Source records START
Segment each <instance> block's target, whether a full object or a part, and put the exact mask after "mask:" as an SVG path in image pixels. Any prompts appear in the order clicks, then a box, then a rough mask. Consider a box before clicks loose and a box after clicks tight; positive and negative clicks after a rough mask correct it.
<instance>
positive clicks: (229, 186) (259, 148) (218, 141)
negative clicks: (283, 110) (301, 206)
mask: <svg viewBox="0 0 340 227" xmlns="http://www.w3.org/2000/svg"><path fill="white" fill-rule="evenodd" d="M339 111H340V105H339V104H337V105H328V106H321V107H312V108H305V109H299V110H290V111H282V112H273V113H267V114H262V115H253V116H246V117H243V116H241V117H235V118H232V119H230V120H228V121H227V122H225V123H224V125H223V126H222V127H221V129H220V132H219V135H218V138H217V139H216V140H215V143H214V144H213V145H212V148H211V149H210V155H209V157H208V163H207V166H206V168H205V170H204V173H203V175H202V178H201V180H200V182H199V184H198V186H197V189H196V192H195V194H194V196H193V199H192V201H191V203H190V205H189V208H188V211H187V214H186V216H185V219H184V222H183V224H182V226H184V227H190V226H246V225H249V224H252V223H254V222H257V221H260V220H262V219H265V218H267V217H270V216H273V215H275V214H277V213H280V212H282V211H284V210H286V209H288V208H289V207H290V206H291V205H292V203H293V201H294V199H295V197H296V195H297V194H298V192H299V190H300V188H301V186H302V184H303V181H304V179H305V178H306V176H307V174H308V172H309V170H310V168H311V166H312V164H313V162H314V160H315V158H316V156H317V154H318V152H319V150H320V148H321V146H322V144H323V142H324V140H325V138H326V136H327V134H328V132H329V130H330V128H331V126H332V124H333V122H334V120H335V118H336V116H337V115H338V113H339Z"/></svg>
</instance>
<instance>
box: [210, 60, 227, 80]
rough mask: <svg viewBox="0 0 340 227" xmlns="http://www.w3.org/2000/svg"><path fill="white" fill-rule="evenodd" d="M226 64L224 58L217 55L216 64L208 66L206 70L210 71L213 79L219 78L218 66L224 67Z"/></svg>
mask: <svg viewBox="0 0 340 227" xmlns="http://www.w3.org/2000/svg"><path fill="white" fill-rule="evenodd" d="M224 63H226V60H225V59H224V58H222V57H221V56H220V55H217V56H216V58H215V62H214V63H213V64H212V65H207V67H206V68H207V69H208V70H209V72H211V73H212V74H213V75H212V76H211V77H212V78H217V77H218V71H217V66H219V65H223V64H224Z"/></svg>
Source records END
Source records START
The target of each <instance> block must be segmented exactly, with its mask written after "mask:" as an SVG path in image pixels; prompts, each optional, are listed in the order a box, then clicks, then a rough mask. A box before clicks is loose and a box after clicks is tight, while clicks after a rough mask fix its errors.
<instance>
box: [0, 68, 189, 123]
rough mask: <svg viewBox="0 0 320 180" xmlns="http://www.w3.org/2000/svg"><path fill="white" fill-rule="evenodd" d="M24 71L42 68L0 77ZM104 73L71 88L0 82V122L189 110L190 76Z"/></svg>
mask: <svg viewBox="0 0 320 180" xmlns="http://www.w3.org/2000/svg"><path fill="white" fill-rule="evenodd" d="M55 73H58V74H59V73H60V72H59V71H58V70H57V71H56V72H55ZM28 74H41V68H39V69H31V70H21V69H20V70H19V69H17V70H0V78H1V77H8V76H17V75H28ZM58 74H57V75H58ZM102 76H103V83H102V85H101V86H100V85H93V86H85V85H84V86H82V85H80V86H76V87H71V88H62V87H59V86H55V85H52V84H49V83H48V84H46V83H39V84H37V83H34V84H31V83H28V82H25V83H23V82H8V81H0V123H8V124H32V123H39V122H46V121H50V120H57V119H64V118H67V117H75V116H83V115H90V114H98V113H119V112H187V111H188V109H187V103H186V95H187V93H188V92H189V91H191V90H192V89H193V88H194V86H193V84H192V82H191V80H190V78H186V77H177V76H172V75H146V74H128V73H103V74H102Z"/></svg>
Source records END
To do:
The line above containing "Segment each <instance>", the line containing "positive clicks: (229, 186)", and every line between them are to be transcribed exactly; no other line is wanted.

Final answer:
Segment each <instance> block's target, whether a full object or a part, and put the exact mask after "mask:" as an SVG path in image pixels. Any prompts appear in the order clicks, then a box, then a rough mask. Consider a box before clicks loose and a box after clicks tight; positive and negative clicks after a rough mask correct it.
<instance>
positive clicks: (229, 186) (259, 148) (218, 141)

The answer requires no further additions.